WRITTEN INSTRUCTION :: Show every line in the data below that contains the word "leaf". Case counts.

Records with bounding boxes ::
• • • • •
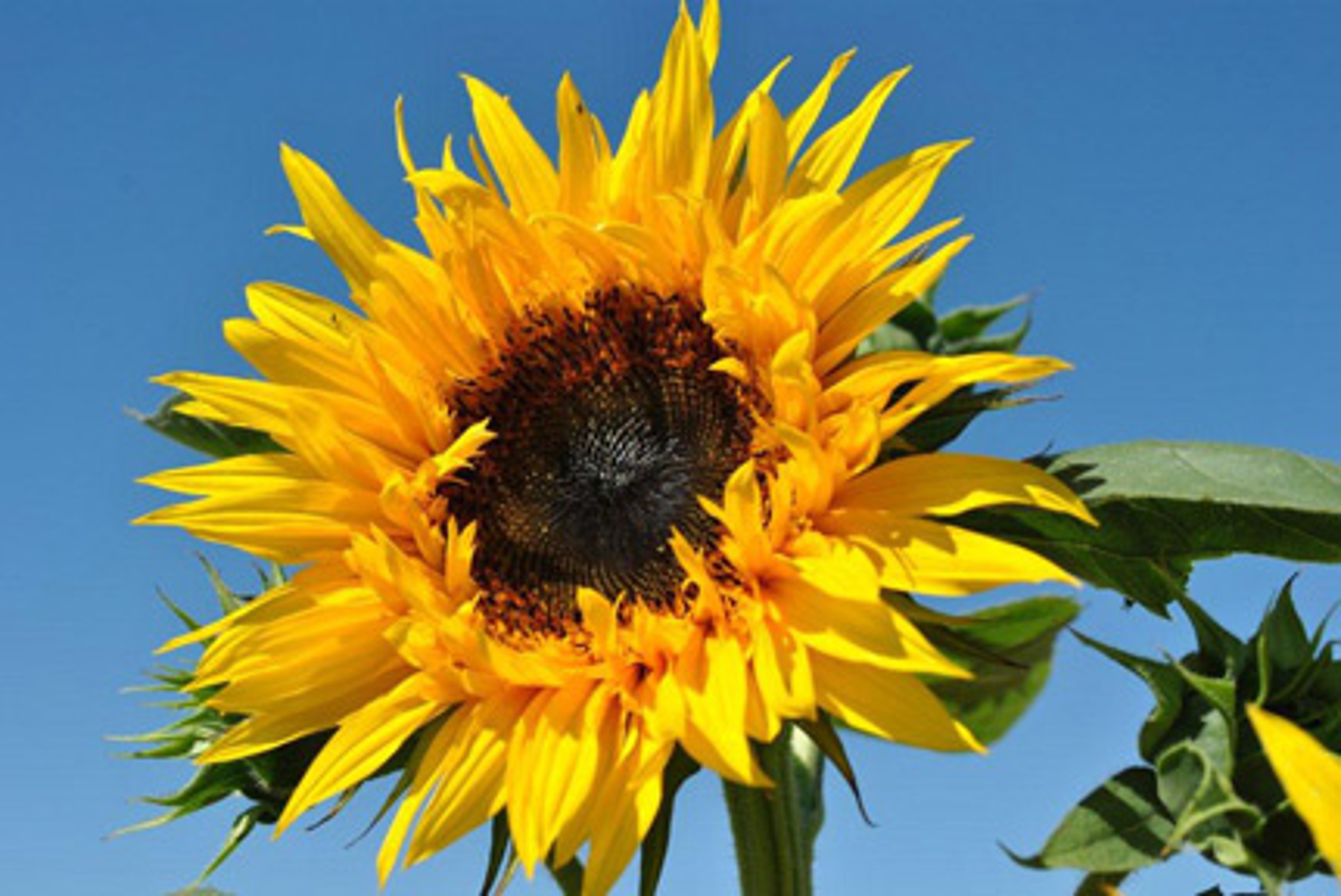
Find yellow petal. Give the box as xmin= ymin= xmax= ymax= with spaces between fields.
xmin=279 ymin=145 xmax=386 ymax=296
xmin=465 ymin=76 xmax=559 ymax=217
xmin=821 ymin=511 xmax=1077 ymax=597
xmin=1248 ymin=704 xmax=1341 ymax=876
xmin=557 ymin=72 xmax=610 ymax=216
xmin=811 ymin=653 xmax=985 ymax=752
xmin=787 ymin=68 xmax=909 ymax=196
xmin=771 ymin=579 xmax=971 ymax=679
xmin=675 ymin=634 xmax=767 ymax=786
xmin=405 ymin=691 xmax=530 ymax=865
xmin=275 ymin=677 xmax=444 ymax=836
xmin=787 ymin=50 xmax=857 ymax=161
xmin=507 ymin=679 xmax=609 ymax=872
xmin=582 ymin=730 xmax=675 ymax=896
xmin=648 ymin=5 xmax=713 ymax=194
xmin=834 ymin=453 xmax=1094 ymax=523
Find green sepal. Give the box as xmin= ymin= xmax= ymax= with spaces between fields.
xmin=1071 ymin=629 xmax=1187 ymax=762
xmin=127 ymin=393 xmax=284 ymax=459
xmin=480 ymin=809 xmax=512 ymax=896
xmin=920 ymin=597 xmax=1079 ymax=744
xmin=797 ymin=711 xmax=876 ymax=826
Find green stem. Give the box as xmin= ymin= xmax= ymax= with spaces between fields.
xmin=723 ymin=724 xmax=823 ymax=896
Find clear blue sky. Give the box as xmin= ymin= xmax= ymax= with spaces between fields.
xmin=0 ymin=0 xmax=1341 ymax=896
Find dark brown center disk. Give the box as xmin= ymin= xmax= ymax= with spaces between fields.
xmin=439 ymin=290 xmax=758 ymax=633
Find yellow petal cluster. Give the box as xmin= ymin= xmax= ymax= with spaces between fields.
xmin=142 ymin=0 xmax=1089 ymax=893
xmin=1248 ymin=706 xmax=1341 ymax=877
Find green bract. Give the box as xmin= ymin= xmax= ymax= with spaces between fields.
xmin=1019 ymin=583 xmax=1341 ymax=893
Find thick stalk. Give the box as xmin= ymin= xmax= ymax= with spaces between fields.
xmin=723 ymin=724 xmax=823 ymax=896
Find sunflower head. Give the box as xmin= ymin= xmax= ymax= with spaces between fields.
xmin=144 ymin=0 xmax=1087 ymax=892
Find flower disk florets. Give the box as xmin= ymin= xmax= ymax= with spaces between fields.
xmin=437 ymin=287 xmax=762 ymax=634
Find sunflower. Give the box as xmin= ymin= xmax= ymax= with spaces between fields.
xmin=141 ymin=0 xmax=1089 ymax=893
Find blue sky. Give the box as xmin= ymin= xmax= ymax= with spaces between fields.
xmin=0 ymin=0 xmax=1341 ymax=896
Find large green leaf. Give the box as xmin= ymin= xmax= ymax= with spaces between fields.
xmin=958 ymin=441 xmax=1341 ymax=616
xmin=924 ymin=597 xmax=1079 ymax=743
xmin=130 ymin=393 xmax=284 ymax=457
xmin=1011 ymin=769 xmax=1173 ymax=873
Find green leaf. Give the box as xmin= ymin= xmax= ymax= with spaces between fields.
xmin=1258 ymin=578 xmax=1318 ymax=673
xmin=638 ymin=747 xmax=699 ymax=896
xmin=881 ymin=385 xmax=1041 ymax=457
xmin=480 ymin=810 xmax=512 ymax=896
xmin=797 ymin=712 xmax=874 ymax=825
xmin=924 ymin=597 xmax=1079 ymax=743
xmin=1007 ymin=769 xmax=1173 ymax=873
xmin=779 ymin=726 xmax=825 ymax=868
xmin=956 ymin=441 xmax=1341 ymax=616
xmin=196 ymin=806 xmax=260 ymax=885
xmin=940 ymin=295 xmax=1033 ymax=343
xmin=1156 ymin=740 xmax=1262 ymax=848
xmin=129 ymin=393 xmax=284 ymax=457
• • • • •
REPLY ::
Find large green leaf. Give the box as xmin= ymin= xmax= ymax= with spaces between fields.
Find green leaf. Give the box as xmin= ymin= xmax= ymax= with spaces between fields.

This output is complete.